• [INSTRUCTIONS TO FOLLOW]:
Would you please output all the records exactly as given? Pictures should not appear in the copy.

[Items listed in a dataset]
'''

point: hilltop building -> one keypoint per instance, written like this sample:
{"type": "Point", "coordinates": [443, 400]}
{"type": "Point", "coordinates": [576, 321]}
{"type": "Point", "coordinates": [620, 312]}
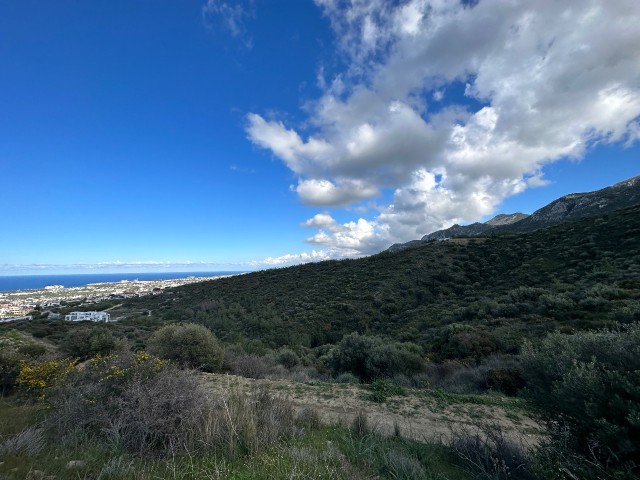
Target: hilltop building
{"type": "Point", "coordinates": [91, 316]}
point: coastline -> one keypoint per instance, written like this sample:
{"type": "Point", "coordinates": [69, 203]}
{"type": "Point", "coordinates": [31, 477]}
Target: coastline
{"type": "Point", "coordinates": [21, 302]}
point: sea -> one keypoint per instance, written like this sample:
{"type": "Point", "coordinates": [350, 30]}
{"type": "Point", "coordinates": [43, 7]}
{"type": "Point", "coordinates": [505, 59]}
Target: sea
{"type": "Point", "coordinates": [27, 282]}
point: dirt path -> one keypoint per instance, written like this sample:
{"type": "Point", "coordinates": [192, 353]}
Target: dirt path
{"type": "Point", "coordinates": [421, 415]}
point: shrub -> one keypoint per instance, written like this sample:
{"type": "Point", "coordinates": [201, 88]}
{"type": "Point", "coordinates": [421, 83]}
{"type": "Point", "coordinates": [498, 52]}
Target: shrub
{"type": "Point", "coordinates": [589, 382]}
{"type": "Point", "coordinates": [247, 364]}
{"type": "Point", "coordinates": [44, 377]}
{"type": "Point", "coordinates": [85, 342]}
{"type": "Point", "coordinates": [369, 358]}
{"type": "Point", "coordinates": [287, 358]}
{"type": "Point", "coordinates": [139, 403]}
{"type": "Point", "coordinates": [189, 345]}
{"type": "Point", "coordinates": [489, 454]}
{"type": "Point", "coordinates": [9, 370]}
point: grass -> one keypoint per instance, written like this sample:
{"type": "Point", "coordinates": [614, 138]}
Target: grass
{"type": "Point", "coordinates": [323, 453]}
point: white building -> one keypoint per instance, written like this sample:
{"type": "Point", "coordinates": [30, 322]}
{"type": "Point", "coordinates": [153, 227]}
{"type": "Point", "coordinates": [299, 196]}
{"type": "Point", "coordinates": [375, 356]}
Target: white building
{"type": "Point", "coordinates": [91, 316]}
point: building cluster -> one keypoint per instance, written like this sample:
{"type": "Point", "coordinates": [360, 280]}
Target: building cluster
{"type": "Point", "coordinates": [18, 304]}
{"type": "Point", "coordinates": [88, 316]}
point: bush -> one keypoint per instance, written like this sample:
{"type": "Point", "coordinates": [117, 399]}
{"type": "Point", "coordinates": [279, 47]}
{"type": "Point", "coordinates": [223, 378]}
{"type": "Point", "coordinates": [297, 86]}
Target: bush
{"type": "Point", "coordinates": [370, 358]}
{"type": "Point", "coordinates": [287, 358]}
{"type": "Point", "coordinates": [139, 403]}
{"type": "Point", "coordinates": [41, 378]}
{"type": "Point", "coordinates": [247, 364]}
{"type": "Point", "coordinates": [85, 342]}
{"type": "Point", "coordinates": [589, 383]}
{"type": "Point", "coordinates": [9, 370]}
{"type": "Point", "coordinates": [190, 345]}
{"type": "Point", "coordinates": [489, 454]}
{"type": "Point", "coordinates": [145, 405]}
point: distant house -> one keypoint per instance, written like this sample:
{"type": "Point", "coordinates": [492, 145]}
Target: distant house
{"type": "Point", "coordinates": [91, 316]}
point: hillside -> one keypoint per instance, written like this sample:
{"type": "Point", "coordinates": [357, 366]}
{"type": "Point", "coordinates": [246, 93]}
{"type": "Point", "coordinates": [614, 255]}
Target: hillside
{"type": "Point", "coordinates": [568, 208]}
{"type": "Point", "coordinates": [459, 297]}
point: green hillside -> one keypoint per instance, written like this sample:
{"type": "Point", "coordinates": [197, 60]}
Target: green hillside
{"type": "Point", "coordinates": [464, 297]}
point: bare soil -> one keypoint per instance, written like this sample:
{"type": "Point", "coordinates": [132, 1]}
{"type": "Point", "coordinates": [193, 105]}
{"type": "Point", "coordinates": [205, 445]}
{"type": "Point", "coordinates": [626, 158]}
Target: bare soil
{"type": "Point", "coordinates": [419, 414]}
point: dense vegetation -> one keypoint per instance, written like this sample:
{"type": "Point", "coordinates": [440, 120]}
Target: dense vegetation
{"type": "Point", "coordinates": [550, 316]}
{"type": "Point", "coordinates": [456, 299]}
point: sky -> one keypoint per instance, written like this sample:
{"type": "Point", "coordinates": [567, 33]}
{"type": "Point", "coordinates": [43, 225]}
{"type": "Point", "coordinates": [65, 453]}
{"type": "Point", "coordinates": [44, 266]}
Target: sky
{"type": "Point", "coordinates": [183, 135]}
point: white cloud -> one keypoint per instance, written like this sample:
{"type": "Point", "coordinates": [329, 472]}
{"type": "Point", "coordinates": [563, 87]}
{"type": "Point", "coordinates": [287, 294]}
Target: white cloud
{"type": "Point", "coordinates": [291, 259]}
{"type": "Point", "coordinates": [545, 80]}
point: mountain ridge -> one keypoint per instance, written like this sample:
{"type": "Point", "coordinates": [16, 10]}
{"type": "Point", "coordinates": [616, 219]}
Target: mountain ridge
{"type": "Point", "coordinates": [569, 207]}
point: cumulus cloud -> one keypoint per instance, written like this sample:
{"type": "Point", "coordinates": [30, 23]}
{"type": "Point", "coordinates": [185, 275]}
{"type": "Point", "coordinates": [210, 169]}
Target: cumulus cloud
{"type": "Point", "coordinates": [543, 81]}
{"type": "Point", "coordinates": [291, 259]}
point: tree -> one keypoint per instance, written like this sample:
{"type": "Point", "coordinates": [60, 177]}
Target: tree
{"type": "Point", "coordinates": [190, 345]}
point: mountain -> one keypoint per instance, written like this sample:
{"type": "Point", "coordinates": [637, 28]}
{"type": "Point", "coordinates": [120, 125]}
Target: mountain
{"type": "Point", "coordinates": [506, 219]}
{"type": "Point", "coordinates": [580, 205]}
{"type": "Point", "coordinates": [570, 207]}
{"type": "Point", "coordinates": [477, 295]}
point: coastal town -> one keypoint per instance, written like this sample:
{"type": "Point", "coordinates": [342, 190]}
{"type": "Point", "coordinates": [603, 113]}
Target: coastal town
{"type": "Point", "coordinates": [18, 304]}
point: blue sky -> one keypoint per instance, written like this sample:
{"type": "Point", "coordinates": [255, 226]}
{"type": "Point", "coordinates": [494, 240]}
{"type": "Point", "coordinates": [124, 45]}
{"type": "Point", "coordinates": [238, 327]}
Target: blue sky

'''

• [TASK ANSWER]:
point: hilltop building -> one keypoint per instance, written like this sample:
{"type": "Point", "coordinates": [443, 400]}
{"type": "Point", "coordinates": [576, 321]}
{"type": "Point", "coordinates": [620, 312]}
Target: hilltop building
{"type": "Point", "coordinates": [91, 316]}
point: coastline -> one keypoint per instance, written like this sample:
{"type": "Point", "coordinates": [69, 203]}
{"type": "Point", "coordinates": [31, 477]}
Target: coastline
{"type": "Point", "coordinates": [21, 302]}
point: sea -> one keypoint per instance, written like this sample:
{"type": "Point", "coordinates": [350, 30]}
{"type": "Point", "coordinates": [43, 7]}
{"type": "Point", "coordinates": [505, 59]}
Target: sea
{"type": "Point", "coordinates": [27, 282]}
point: dirt path -> one keypoint per instance, written like this sample:
{"type": "Point", "coordinates": [192, 353]}
Target: dirt path
{"type": "Point", "coordinates": [421, 415]}
point: shrub -> one keypoint per instance, written like this sample:
{"type": "Point", "coordinates": [201, 88]}
{"type": "Point", "coordinates": [421, 83]}
{"type": "Point", "coordinates": [498, 52]}
Target: shrub
{"type": "Point", "coordinates": [589, 382]}
{"type": "Point", "coordinates": [247, 364]}
{"type": "Point", "coordinates": [44, 377]}
{"type": "Point", "coordinates": [85, 342]}
{"type": "Point", "coordinates": [369, 358]}
{"type": "Point", "coordinates": [287, 358]}
{"type": "Point", "coordinates": [139, 403]}
{"type": "Point", "coordinates": [189, 345]}
{"type": "Point", "coordinates": [489, 454]}
{"type": "Point", "coordinates": [9, 370]}
point: grass -> one keypoint per instance, written like this sample:
{"type": "Point", "coordinates": [614, 138]}
Target: grass
{"type": "Point", "coordinates": [323, 453]}
point: white building -> one keypoint per instance, written like this sample:
{"type": "Point", "coordinates": [30, 322]}
{"type": "Point", "coordinates": [153, 227]}
{"type": "Point", "coordinates": [299, 196]}
{"type": "Point", "coordinates": [375, 356]}
Target: white building
{"type": "Point", "coordinates": [91, 316]}
point: building cluster -> one keypoint per instance, written like this sample:
{"type": "Point", "coordinates": [360, 280]}
Target: building cluster
{"type": "Point", "coordinates": [18, 304]}
{"type": "Point", "coordinates": [88, 316]}
point: bush -> one keypoint per instance, written like this sample:
{"type": "Point", "coordinates": [117, 399]}
{"type": "Point", "coordinates": [279, 47]}
{"type": "Point", "coordinates": [223, 378]}
{"type": "Point", "coordinates": [297, 86]}
Target: bush
{"type": "Point", "coordinates": [370, 358]}
{"type": "Point", "coordinates": [287, 358]}
{"type": "Point", "coordinates": [139, 403]}
{"type": "Point", "coordinates": [41, 378]}
{"type": "Point", "coordinates": [247, 364]}
{"type": "Point", "coordinates": [85, 342]}
{"type": "Point", "coordinates": [589, 383]}
{"type": "Point", "coordinates": [9, 370]}
{"type": "Point", "coordinates": [190, 345]}
{"type": "Point", "coordinates": [489, 454]}
{"type": "Point", "coordinates": [145, 405]}
point: distant house -> one keypoint per instance, written like this sample:
{"type": "Point", "coordinates": [492, 145]}
Target: distant house
{"type": "Point", "coordinates": [91, 316]}
point: hillside -> one keypoint per instance, written like this sample:
{"type": "Point", "coordinates": [357, 366]}
{"type": "Point", "coordinates": [246, 93]}
{"type": "Point", "coordinates": [614, 255]}
Target: hillside
{"type": "Point", "coordinates": [568, 208]}
{"type": "Point", "coordinates": [459, 297]}
point: green hillside -> one keypoint per instance, written like this sample:
{"type": "Point", "coordinates": [197, 60]}
Target: green hillside
{"type": "Point", "coordinates": [464, 297]}
point: bare soil -> one keypoint per instance, written like this sample:
{"type": "Point", "coordinates": [132, 1]}
{"type": "Point", "coordinates": [193, 105]}
{"type": "Point", "coordinates": [205, 445]}
{"type": "Point", "coordinates": [626, 158]}
Target: bare soil
{"type": "Point", "coordinates": [419, 414]}
point: dense vegetation -> one keypoint per instance, written like this sample:
{"type": "Point", "coordinates": [440, 120]}
Target: dense vegetation
{"type": "Point", "coordinates": [550, 316]}
{"type": "Point", "coordinates": [456, 299]}
point: sky -> one keypoint per instance, written like this sample:
{"type": "Point", "coordinates": [567, 33]}
{"type": "Point", "coordinates": [43, 225]}
{"type": "Point", "coordinates": [65, 453]}
{"type": "Point", "coordinates": [44, 266]}
Target: sky
{"type": "Point", "coordinates": [183, 135]}
point: white cloud -> one keypoint per instance, written like this sample:
{"type": "Point", "coordinates": [329, 472]}
{"type": "Point", "coordinates": [563, 87]}
{"type": "Point", "coordinates": [287, 294]}
Target: white cloud
{"type": "Point", "coordinates": [291, 259]}
{"type": "Point", "coordinates": [545, 80]}
point: mountain ridge -> one keypoint per instance, written like this sample:
{"type": "Point", "coordinates": [16, 10]}
{"type": "Point", "coordinates": [616, 219]}
Target: mountain ridge
{"type": "Point", "coordinates": [569, 207]}
point: cumulus cloud -> one keypoint per instance, written like this sample:
{"type": "Point", "coordinates": [30, 23]}
{"type": "Point", "coordinates": [185, 275]}
{"type": "Point", "coordinates": [210, 169]}
Target: cumulus cloud
{"type": "Point", "coordinates": [543, 81]}
{"type": "Point", "coordinates": [291, 259]}
point: tree -> one keypoint per instance, written like this sample:
{"type": "Point", "coordinates": [60, 177]}
Target: tree
{"type": "Point", "coordinates": [190, 345]}
point: mountain -> one keypoint per instance, written like this sample:
{"type": "Point", "coordinates": [637, 28]}
{"type": "Point", "coordinates": [120, 125]}
Target: mountain
{"type": "Point", "coordinates": [506, 219]}
{"type": "Point", "coordinates": [580, 205]}
{"type": "Point", "coordinates": [570, 207]}
{"type": "Point", "coordinates": [477, 295]}
point: coastal town -> one keypoint per instance, written like this sample:
{"type": "Point", "coordinates": [342, 190]}
{"type": "Point", "coordinates": [603, 113]}
Target: coastal town
{"type": "Point", "coordinates": [18, 304]}
point: blue sky -> one keypoint per instance, written like this sample:
{"type": "Point", "coordinates": [255, 226]}
{"type": "Point", "coordinates": [494, 240]}
{"type": "Point", "coordinates": [124, 45]}
{"type": "Point", "coordinates": [238, 327]}
Target: blue sky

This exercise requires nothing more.